Data rows:
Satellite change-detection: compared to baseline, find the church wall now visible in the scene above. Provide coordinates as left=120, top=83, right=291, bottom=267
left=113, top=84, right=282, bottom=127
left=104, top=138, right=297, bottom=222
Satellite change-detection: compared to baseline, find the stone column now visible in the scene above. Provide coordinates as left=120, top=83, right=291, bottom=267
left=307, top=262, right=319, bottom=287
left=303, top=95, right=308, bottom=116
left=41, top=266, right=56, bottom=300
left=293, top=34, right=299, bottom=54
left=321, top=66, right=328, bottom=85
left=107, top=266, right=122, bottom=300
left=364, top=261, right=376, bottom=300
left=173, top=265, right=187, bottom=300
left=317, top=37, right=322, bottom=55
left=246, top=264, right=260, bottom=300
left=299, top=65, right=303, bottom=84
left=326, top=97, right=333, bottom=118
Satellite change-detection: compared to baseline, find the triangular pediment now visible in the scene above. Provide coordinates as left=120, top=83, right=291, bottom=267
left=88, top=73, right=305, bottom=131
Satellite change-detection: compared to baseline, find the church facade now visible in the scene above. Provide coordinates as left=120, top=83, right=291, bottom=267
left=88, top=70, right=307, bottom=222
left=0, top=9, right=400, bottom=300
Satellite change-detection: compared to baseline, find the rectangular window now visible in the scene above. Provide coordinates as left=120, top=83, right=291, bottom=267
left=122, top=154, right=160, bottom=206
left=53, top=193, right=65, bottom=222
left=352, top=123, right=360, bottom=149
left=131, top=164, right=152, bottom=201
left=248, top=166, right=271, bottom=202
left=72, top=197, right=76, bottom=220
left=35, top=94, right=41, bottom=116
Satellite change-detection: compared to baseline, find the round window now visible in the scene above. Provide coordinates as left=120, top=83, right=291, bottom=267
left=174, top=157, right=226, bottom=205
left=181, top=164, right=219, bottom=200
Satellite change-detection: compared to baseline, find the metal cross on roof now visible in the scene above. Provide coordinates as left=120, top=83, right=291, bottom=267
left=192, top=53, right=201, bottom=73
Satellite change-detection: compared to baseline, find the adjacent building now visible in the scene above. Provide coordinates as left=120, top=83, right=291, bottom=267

Short exercise: Format every row above as a JSON list of strings, one string per line, leaving out blank lines.

Exercise result:
[
  "Satellite change-detection: compared to baseline, find the church wall now visible in the scene above. Provide coordinates as left=120, top=83, right=291, bottom=267",
  "left=113, top=84, right=282, bottom=127",
  "left=104, top=138, right=297, bottom=222",
  "Satellite change-detection: compared to baseline, find the stone column now visible in the scene above. Provide coordinates as left=120, top=83, right=291, bottom=267",
  "left=307, top=262, right=319, bottom=287",
  "left=303, top=95, right=308, bottom=116",
  "left=41, top=266, right=56, bottom=300",
  "left=293, top=34, right=299, bottom=54",
  "left=321, top=66, right=328, bottom=85",
  "left=107, top=266, right=122, bottom=300",
  "left=364, top=261, right=376, bottom=300",
  "left=173, top=265, right=187, bottom=300",
  "left=317, top=37, right=322, bottom=55",
  "left=246, top=264, right=260, bottom=300",
  "left=299, top=65, right=303, bottom=84",
  "left=326, top=97, right=333, bottom=118",
  "Satellite change-detection: compared to baseline, find the triangular pediment now visible in the scene above. Provide coordinates as left=120, top=83, right=291, bottom=267",
  "left=88, top=73, right=305, bottom=131",
  "Satellite change-detection: compared to baseline, find the church facade now visible in the scene above. Provide coordinates as left=120, top=83, right=291, bottom=267",
  "left=88, top=70, right=307, bottom=222",
  "left=0, top=9, right=400, bottom=300",
  "Satellite change-detection: compared to baseline, find the rectangular window now visible in the scene above. Provide coordinates as left=120, top=83, right=291, bottom=267",
  "left=122, top=154, right=160, bottom=206",
  "left=53, top=193, right=65, bottom=222",
  "left=352, top=123, right=360, bottom=149",
  "left=131, top=164, right=152, bottom=201",
  "left=248, top=166, right=271, bottom=202",
  "left=72, top=197, right=76, bottom=220",
  "left=35, top=94, right=41, bottom=116",
  "Satellite change-detection: compared to baseline, find the round window now visible in the scene above. Provide coordinates as left=120, top=83, right=291, bottom=267",
  "left=174, top=157, right=226, bottom=205",
  "left=181, top=164, right=219, bottom=200",
  "Satellite change-detection: compared to baseline, find the metal cross on roof now visible in the scene above. Provide coordinates as left=120, top=83, right=291, bottom=267",
  "left=192, top=53, right=201, bottom=73",
  "Satellite change-detection: compared to baseline, find the adjacent building now visible in the scene above. Provide coordinates as left=120, top=83, right=291, bottom=267"
]